• **DOCUMENT**
··········
Kostunica has berated the small countries of Europe for being far too willing to give up their sovereignty to transnational institutions, and this reassertion of the Little Countries of their identity against the acronymic conglomerate eating up the whole of Europe is bound to be taken up elsewhere: the Irish, the Danes, the Swiss, and, yes, the Padanians and the Basques, are all potential sour notes in the great "concert of Europe." Putin is smart enough to embrace Kostunica, while the US still stupidly keeps its distance. In cooperation with the Eurocrats, the US continues its policy of pressuring Kostunica's government to recognize the International Kangaroo Court for War Crimes in the former Yugoslavia, which is demanding that Yugoslavia extradite former strongman Slobodan Milosevic to The Hague. Such a course runs directly counter to US interests, but the rigid insistence on maintaining the Clinton administration's unconditional support for the EU prevents US policymakers from seeing where their true interests lie.


To understand what is happening in Europe today it is necessary to do more than merely cast off the blinders of the cold war mentality and abandon the outdated concept of bipolarity. In spite of the French insistence that the US is some kind of "hyperpower," and despite the hyperbole of "unilaterialist" neoconservatives like Charles Krauthammer, who imagine that we live in a "unipolar" world, what we are seeing in Europe is the interplay of nations on a multi-polar playing field. The German-French alliance, with England reluctantly allowing itself to be towed along, is rapidly moving in the direction of consolidating the kind of continental political and economic power not seen since the days of Napoleon and it is Russia that has the most to fear from this Napoleonic vision.
··········
• **LIST OF TASKS**
[1] Answer the following questions using the commentary on European politics:
(a) Whom is Yugoslavia being asked to extradite to The Hague?
(b) Which neoconservative does the commentary name as imagining a "unipolar" world?
(c) Which country does the commentary say has the most to fear from the Napoleonic vision?
[2] Extend the commentary on European power politics, beginning after its final sentence.

• **DATA SUPPLIED**
··········
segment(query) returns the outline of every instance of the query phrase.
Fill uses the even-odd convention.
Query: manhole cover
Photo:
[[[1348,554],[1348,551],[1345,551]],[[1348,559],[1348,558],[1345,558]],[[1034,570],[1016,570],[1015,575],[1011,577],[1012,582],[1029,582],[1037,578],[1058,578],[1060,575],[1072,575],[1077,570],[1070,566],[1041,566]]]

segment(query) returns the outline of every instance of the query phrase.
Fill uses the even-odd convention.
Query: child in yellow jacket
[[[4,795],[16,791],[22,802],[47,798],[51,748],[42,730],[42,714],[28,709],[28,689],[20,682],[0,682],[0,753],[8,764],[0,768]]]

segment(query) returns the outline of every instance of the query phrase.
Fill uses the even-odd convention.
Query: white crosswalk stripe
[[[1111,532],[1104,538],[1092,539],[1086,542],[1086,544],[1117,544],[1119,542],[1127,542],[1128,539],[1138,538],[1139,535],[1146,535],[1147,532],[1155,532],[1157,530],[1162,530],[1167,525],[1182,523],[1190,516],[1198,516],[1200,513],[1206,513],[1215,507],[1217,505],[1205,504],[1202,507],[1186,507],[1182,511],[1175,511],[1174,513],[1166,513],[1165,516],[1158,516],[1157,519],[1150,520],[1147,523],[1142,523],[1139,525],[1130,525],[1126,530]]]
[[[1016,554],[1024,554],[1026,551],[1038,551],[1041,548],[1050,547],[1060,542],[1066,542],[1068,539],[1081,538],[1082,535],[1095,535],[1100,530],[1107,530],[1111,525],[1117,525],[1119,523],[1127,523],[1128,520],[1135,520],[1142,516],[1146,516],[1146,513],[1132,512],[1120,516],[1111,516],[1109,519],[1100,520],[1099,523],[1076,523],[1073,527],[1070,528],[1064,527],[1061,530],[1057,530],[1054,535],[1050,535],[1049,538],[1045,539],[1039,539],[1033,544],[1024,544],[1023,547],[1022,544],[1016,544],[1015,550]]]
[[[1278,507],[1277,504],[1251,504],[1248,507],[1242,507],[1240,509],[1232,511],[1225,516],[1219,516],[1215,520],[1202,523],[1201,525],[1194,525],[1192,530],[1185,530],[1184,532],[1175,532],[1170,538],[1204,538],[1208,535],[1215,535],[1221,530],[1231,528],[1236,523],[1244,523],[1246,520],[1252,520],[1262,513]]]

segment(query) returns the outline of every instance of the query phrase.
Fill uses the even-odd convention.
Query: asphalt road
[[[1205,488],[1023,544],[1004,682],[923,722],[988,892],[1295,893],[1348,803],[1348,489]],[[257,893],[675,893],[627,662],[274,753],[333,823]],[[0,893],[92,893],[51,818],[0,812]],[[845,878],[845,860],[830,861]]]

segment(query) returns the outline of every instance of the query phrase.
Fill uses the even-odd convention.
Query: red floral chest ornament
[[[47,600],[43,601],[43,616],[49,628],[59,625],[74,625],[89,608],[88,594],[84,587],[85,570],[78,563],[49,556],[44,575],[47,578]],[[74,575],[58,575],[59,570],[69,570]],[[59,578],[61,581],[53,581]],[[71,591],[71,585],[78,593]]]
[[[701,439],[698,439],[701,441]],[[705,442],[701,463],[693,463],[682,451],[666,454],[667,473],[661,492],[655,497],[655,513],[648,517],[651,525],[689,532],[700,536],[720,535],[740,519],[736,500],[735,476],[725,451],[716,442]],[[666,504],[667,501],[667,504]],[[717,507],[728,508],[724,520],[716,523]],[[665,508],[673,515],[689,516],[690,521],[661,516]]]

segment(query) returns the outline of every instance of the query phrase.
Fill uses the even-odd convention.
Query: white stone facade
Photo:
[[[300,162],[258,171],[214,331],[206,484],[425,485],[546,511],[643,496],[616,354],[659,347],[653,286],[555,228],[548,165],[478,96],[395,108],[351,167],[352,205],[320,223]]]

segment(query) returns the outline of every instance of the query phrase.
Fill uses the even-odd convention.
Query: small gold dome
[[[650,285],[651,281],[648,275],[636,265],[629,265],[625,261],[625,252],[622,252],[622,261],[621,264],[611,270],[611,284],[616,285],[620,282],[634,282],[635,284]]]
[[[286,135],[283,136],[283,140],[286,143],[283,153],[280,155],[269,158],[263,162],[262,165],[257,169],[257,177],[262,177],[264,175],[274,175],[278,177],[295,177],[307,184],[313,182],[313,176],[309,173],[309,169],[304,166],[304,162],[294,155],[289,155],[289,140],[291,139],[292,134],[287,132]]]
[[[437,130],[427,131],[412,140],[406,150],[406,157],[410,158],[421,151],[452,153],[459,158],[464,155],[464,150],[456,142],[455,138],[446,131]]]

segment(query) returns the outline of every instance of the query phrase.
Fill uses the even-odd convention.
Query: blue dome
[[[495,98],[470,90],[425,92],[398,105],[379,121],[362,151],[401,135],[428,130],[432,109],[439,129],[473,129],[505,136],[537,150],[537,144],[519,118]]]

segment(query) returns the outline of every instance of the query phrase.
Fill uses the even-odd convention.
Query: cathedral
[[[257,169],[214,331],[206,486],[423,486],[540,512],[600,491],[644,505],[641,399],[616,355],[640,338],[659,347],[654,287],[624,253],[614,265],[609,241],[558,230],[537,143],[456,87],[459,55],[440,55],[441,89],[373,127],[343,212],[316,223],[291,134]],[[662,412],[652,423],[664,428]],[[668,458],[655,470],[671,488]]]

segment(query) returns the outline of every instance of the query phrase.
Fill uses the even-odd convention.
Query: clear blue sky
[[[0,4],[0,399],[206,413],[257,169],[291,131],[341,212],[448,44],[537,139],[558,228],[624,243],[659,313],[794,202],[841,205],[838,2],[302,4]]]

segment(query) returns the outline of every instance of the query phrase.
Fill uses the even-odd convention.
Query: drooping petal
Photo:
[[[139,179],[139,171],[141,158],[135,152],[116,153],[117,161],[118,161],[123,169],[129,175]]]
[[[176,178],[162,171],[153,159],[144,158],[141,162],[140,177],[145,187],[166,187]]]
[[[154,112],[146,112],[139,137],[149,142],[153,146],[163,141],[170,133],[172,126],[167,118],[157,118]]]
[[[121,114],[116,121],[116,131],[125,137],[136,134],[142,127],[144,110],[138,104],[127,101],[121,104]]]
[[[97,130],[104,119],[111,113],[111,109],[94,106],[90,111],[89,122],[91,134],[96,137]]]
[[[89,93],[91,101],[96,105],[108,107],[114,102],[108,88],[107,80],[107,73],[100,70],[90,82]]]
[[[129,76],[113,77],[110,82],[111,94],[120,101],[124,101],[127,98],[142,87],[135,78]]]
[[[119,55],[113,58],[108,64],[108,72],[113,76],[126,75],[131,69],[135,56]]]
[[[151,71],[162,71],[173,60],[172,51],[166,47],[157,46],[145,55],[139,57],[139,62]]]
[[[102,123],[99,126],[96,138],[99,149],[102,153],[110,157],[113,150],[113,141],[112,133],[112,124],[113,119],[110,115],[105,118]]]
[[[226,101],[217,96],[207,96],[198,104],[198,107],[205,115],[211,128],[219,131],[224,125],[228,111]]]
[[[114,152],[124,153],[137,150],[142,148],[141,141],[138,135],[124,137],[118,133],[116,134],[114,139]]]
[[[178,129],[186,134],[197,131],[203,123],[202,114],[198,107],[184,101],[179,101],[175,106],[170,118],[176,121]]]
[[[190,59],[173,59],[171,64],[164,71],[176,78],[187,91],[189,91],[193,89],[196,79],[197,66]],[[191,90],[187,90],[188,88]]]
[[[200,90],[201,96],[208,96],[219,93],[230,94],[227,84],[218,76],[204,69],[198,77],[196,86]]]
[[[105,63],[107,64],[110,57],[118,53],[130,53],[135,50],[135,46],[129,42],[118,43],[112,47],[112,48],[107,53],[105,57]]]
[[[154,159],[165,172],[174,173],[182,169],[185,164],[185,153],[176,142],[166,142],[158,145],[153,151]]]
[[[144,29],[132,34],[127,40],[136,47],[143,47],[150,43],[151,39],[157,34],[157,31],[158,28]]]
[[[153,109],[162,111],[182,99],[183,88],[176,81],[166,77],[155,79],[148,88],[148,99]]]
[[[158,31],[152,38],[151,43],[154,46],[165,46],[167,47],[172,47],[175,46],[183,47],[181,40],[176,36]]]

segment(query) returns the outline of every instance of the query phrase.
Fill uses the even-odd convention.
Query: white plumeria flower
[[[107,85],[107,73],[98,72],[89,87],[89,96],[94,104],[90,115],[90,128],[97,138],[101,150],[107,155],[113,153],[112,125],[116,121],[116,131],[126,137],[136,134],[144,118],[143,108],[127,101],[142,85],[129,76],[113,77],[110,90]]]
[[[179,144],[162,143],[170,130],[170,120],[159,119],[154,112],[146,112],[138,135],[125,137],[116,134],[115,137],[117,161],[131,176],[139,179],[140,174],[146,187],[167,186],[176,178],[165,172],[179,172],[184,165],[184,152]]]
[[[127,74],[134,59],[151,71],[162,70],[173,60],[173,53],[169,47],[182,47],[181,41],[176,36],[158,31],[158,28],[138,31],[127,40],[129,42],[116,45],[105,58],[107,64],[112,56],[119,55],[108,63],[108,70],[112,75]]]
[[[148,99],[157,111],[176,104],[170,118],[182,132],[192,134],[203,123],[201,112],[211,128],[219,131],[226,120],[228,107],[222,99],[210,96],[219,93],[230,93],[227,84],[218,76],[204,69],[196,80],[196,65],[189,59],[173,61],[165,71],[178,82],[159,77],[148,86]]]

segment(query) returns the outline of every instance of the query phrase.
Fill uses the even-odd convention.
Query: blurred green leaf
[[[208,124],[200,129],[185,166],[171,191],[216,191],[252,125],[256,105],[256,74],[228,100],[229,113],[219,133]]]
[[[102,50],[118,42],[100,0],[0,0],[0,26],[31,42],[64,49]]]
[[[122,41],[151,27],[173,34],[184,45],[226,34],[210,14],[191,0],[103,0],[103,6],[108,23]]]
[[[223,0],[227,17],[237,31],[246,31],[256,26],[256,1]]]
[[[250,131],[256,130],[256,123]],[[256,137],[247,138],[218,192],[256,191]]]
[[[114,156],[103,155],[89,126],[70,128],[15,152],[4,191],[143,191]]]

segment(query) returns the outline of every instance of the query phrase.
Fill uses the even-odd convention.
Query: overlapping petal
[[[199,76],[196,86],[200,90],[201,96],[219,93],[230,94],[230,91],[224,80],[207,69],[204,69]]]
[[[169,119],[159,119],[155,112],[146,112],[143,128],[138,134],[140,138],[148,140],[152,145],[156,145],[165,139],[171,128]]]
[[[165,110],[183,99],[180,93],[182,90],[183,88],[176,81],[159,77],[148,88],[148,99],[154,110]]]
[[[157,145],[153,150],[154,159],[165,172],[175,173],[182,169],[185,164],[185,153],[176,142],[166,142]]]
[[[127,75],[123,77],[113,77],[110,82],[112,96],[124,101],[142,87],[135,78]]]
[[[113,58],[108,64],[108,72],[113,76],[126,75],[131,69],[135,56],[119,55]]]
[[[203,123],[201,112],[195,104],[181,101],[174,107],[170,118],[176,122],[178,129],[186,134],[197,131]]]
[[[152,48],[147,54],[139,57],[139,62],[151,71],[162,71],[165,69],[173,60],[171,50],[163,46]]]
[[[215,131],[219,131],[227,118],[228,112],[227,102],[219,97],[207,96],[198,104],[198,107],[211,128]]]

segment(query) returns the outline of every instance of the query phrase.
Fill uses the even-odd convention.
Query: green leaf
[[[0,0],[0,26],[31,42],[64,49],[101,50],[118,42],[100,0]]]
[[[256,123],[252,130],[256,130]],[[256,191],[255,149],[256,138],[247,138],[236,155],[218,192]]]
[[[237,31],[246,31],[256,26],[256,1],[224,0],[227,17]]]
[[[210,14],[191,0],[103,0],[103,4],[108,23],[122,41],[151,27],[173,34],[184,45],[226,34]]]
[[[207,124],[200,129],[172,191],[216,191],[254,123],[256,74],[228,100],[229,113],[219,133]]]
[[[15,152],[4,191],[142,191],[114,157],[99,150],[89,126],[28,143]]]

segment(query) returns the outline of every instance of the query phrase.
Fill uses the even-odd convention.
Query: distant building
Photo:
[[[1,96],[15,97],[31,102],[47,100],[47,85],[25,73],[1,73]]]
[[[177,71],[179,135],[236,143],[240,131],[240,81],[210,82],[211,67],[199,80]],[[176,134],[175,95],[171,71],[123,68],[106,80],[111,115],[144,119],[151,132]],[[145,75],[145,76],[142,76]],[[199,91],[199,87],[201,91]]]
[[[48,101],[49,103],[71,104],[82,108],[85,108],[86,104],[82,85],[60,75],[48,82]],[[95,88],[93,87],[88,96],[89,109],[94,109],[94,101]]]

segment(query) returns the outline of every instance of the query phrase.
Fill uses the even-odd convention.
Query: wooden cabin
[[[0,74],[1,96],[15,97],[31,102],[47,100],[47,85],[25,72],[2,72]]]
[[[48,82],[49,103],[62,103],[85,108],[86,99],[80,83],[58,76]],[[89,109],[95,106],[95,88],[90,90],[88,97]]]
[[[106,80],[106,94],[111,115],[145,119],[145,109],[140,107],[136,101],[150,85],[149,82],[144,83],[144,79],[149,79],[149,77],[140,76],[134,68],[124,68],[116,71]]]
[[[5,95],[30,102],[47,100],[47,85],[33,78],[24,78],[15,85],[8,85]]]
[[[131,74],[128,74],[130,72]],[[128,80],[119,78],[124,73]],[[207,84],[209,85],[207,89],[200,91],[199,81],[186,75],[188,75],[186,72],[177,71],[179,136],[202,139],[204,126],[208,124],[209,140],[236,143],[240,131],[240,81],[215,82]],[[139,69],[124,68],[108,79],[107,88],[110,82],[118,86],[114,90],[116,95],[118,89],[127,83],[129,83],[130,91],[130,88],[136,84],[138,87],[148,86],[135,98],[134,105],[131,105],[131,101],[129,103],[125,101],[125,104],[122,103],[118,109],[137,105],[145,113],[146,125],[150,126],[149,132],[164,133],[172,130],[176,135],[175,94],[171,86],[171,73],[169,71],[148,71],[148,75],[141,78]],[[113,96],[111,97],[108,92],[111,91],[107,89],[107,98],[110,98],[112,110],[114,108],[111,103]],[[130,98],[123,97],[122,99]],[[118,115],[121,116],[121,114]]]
··········
• **THE RESPONSES**
[1]
(a) Former strongman Slobodan Milosevic.
(b) Charles Krauthammer.
(c) Russia.

[2]
By tilting toward Russia, the Bush administration is going in the right direction: but more (and quicker) action is sorely needed. The Balkan question looms larger every day, with Macedonia on the brink of dissolution and the rampaging Albanians threatening the peace of Europe. If George W. Bush wants to make up for Bill Clinton's war crimes in the bombing of Yugoslavia, he can stop supporting the witch-like Carla Del Ponte, and get her off of Kostunica's back. That would be a good start, but there's more to it than that. . . .


Why not call off the US-funded mad-dogs of the Kosovo "Liberation" Front that have now been unleashed on Macedonia? Then, perhaps, we wouldn't need to acquiesce in the face of European demands for NATO intervention in Macedonia and Bush could undercut plaintive cries from our "allies" for more American soldiers in the Balkans. Bush burbled that "a Europe whole and free" is the goal of American policy but a United Socialist States of Europe is anything but free, as the Austrians and the Irish and no doubt others are discovering. When will the White House wake up? Why not give the Europeans tit for tat and stop paying lip service to pan-Europeanism?


But that, of course, would be expecting too much of this Administration, which seems determined to be all things to all people. We are for the EU Bush averred that he "enjoyed the competition" and for Putin, and our national slogan seems to be "Have a nice day!" As the seeds of renewed superpower contention are being planted, in Europe and around the globe, the genial American cowboy struts about on the world stage without a care in the world. This carefree attitude reflects the mindless triumphalism prevalent in American elite circles: the end of the cold war is seen as the beginning of a New American Century, the "unipolar moment" in which American hegemony ensures the peace and all's right with the world. Some have even theorized that we are at "the end of history," with no more ideological or large-scale military conflict on the horizon, and only blue skies as far as the eye can see. But the lesson of history, as well as the trend of current events, indicates that this is the calm before the storm. . . .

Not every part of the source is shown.